BRANO DA LEGGERE:
Stipendio, guida ai diritti del lavoratore dipendente: entro quando va pagato, da cosa è composto e quali sono le regole in merito alla possibilità di pignoramento.
Lo stipendio è, da definizione, quella retribuzione mensile corrisposta come compenso per un lavoro svolto. Spetta uno stipendio a tutti i lavoratori subordinati, così come agli apprendisti; non si può parlare di stipendio, o retribuzione, invece, nel caso dei tirocinanti, ai quali spetta comunque un’indennità variabile a seconda della tipologia e dell’orario dello stage.
Lo stipendio è dunque un diritto del lavoratore dipendente, al quale va pagato entro un certo giorno del mese e secondo le modalità stabilite dalla normativa: come stabilito dalla legge n. 205 del 2017 (legge di Stabilità del 2018), infatti, le retribuzioni o i compensi dei lavoratori, sia subordinati che collaboratori, vanno corrisposti con mezzi tracciabili.

PROBLEMA PROPOSTO 1:
Estrai dai record qui sotto ogni riga che contiene la parola "plank".

INSIEME DI DATI:

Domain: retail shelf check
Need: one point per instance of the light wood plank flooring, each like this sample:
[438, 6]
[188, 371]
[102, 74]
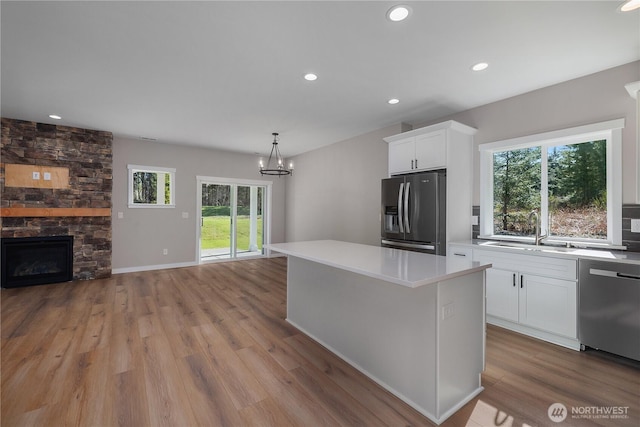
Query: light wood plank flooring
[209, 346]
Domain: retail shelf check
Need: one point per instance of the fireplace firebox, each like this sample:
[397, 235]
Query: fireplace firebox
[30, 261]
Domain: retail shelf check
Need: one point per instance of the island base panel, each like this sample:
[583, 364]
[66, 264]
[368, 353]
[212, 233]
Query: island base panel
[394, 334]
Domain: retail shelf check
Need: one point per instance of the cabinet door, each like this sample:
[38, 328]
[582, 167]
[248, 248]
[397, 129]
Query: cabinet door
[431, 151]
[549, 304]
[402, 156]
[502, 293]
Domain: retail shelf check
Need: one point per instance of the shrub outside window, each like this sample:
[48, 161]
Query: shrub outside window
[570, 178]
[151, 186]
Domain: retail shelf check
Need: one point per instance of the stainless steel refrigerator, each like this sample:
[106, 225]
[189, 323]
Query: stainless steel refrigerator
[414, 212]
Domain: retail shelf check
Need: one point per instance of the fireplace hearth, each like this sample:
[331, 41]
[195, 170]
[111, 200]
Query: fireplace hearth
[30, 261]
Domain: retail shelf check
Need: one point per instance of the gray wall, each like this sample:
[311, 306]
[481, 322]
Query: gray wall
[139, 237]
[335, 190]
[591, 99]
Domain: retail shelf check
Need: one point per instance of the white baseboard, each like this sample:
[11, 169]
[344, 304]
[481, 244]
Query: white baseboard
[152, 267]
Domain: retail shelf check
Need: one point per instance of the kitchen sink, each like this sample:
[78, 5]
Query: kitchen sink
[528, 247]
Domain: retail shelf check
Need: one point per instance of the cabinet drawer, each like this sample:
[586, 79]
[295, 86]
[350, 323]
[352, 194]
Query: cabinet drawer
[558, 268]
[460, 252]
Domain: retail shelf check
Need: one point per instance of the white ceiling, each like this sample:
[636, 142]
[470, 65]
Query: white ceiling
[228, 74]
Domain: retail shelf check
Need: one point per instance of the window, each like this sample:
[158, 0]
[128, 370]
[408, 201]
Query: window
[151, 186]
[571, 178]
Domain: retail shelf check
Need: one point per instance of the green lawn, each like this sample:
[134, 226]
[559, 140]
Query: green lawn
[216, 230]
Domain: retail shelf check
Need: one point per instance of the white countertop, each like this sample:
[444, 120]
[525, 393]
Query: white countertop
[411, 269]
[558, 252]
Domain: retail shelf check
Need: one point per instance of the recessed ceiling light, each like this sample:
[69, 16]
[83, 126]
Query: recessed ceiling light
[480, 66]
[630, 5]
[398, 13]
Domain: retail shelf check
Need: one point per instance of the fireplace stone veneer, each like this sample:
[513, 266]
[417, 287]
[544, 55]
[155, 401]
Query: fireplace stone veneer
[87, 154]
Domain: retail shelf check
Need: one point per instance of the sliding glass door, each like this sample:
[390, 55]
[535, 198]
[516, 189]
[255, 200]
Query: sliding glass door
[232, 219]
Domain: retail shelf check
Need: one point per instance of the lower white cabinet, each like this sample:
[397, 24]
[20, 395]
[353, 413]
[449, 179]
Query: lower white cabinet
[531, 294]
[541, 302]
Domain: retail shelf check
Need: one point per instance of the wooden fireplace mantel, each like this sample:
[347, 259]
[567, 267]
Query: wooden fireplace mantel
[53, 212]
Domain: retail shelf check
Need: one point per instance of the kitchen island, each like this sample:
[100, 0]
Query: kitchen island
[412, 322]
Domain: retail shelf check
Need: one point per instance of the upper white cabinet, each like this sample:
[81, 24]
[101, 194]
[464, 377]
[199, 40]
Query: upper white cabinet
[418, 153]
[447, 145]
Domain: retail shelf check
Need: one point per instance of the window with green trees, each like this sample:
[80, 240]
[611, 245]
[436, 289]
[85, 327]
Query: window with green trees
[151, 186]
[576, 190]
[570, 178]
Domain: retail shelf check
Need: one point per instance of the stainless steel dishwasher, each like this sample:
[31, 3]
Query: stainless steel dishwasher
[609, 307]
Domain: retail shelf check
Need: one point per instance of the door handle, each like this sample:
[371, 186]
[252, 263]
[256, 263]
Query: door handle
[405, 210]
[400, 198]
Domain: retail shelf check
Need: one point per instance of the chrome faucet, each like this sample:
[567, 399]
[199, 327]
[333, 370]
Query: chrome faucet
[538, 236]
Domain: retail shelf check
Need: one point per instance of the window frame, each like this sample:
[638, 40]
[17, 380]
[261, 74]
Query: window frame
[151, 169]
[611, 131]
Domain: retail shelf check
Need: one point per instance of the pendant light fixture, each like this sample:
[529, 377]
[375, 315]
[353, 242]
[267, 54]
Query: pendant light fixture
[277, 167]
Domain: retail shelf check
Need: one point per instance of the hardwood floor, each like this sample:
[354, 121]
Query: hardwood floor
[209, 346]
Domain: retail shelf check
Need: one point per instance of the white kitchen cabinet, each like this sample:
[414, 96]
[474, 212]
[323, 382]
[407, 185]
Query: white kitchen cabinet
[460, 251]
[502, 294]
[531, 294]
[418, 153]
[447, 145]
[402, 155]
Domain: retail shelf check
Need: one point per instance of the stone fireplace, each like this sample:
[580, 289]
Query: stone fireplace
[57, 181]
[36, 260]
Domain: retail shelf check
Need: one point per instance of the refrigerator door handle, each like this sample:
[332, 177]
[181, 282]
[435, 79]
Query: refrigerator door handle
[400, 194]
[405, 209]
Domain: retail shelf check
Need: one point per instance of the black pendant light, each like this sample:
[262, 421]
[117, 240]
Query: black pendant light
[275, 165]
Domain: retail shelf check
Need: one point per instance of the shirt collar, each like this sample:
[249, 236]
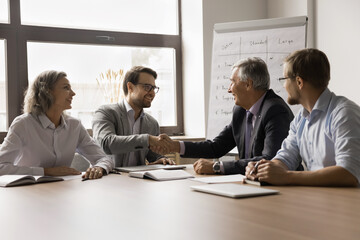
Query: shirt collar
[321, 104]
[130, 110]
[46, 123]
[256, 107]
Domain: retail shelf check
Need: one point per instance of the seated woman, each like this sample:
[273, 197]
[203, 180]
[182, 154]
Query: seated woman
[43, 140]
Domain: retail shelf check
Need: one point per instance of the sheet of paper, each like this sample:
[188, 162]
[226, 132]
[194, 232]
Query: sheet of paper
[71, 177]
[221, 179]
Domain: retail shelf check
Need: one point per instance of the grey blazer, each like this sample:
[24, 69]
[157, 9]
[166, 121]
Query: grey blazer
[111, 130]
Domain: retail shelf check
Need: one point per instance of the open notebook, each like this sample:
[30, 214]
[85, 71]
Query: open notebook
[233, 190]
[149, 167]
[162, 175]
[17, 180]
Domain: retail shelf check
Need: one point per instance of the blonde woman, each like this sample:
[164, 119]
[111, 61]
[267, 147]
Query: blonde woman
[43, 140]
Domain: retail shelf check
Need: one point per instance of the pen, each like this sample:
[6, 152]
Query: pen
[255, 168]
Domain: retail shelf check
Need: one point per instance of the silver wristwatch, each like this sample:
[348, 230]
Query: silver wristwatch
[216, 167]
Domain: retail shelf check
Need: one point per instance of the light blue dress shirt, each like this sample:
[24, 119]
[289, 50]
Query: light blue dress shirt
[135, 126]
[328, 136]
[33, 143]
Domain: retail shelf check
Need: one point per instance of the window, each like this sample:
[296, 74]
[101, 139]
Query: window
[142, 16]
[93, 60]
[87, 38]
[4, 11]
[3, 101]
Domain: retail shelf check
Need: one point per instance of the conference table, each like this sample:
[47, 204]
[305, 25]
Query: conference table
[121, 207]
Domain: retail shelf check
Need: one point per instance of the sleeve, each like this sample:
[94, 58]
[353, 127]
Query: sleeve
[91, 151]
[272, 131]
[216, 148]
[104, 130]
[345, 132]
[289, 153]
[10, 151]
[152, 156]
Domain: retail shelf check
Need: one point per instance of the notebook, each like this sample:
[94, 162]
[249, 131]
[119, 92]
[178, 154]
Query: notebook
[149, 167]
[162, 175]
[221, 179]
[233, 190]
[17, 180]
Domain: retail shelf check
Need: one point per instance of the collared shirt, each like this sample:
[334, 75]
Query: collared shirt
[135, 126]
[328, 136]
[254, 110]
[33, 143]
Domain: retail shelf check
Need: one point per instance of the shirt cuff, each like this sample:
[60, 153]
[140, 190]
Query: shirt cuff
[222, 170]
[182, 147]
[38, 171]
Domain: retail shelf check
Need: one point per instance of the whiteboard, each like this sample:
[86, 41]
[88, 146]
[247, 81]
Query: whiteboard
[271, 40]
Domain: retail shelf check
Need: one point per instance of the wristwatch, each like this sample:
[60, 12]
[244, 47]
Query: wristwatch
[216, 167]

PROBLEMA PROPOSTO 2:
Nel brano sullo stipendio, per quale motivo le retribuzioni dei lavoratori vanno corrisposte con mezzi tracciabili? Rispondi in una, due o tre frasi.

SOLUZIONE 1:
Need: one point per instance of the light wood plank flooring, each like this sample:
Query: light wood plank flooring

SOLUZIONE 2:
Perché lo stabilisce la legge n. 205 del 2017, cioè la legge di Stabilità del 2018. Questa legge prevede che le retribuzioni o i compensi dei lavoratori, sia subordinati che collaboratori, siano corrisposti con mezzi tracciabili.